§ **Prompt**
Put the stretch of the records from the line containing "For each instance of the tiled" through the end of the records into a numbered list, leaving out any blank lines.

§ **Record set**
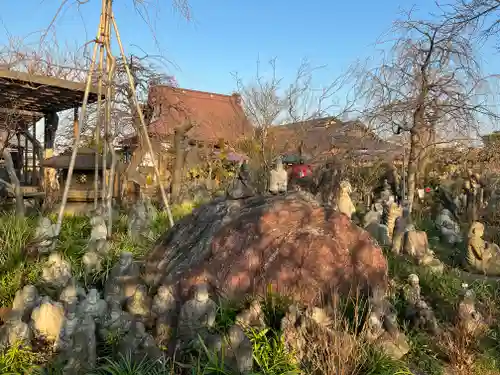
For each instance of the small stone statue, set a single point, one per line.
(164, 301)
(25, 301)
(72, 294)
(139, 305)
(344, 202)
(57, 271)
(386, 194)
(242, 185)
(196, 315)
(48, 319)
(14, 331)
(252, 317)
(482, 256)
(402, 225)
(138, 343)
(138, 221)
(93, 306)
(416, 245)
(240, 350)
(469, 319)
(66, 335)
(418, 311)
(99, 235)
(117, 321)
(278, 180)
(123, 278)
(92, 262)
(448, 228)
(81, 356)
(45, 234)
(391, 212)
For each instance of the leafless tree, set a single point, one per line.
(429, 86)
(478, 17)
(269, 100)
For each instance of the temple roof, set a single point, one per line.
(32, 96)
(85, 160)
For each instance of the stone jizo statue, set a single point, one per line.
(57, 271)
(344, 202)
(278, 180)
(196, 315)
(45, 233)
(482, 256)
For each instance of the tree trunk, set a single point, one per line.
(9, 165)
(179, 161)
(412, 168)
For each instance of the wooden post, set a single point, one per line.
(34, 173)
(75, 122)
(25, 156)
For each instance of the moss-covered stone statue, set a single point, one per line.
(482, 256)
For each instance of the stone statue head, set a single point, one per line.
(201, 293)
(29, 293)
(140, 292)
(115, 314)
(93, 296)
(45, 222)
(345, 187)
(446, 212)
(476, 230)
(126, 259)
(55, 259)
(165, 292)
(279, 163)
(469, 296)
(140, 330)
(236, 335)
(374, 322)
(413, 280)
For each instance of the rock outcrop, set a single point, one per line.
(243, 246)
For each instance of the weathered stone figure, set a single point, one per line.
(45, 234)
(449, 228)
(57, 271)
(25, 301)
(278, 180)
(418, 312)
(469, 319)
(402, 225)
(482, 256)
(242, 185)
(123, 278)
(93, 306)
(139, 305)
(196, 315)
(48, 319)
(14, 331)
(474, 196)
(344, 202)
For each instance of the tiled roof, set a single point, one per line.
(324, 135)
(216, 116)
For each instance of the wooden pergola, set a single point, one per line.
(24, 100)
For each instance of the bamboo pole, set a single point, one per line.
(106, 11)
(110, 65)
(99, 104)
(77, 140)
(143, 123)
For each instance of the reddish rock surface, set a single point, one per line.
(244, 246)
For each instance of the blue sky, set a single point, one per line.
(226, 36)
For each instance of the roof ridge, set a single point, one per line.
(203, 93)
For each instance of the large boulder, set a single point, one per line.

§ **In response**
1. For each instance of the tiled roof, set a single point, one per line.
2. (324, 135)
3. (216, 116)
4. For each instance of the wooden pergola, set a single point, one per line.
5. (24, 100)
6. For each instance of the bamboo pole, set a single point, one per line.
7. (106, 11)
8. (110, 65)
9. (99, 104)
10. (77, 140)
11. (143, 123)
12. For each instance of the reddish rock surface, set a single point, one per line.
13. (244, 246)
14. For each instance of the blue sky, set a single point, one per line.
15. (226, 36)
16. For each instance of the roof ridge, set a single point, one per line.
17. (203, 93)
18. For each instance of the large boulder, set a single point, one per line.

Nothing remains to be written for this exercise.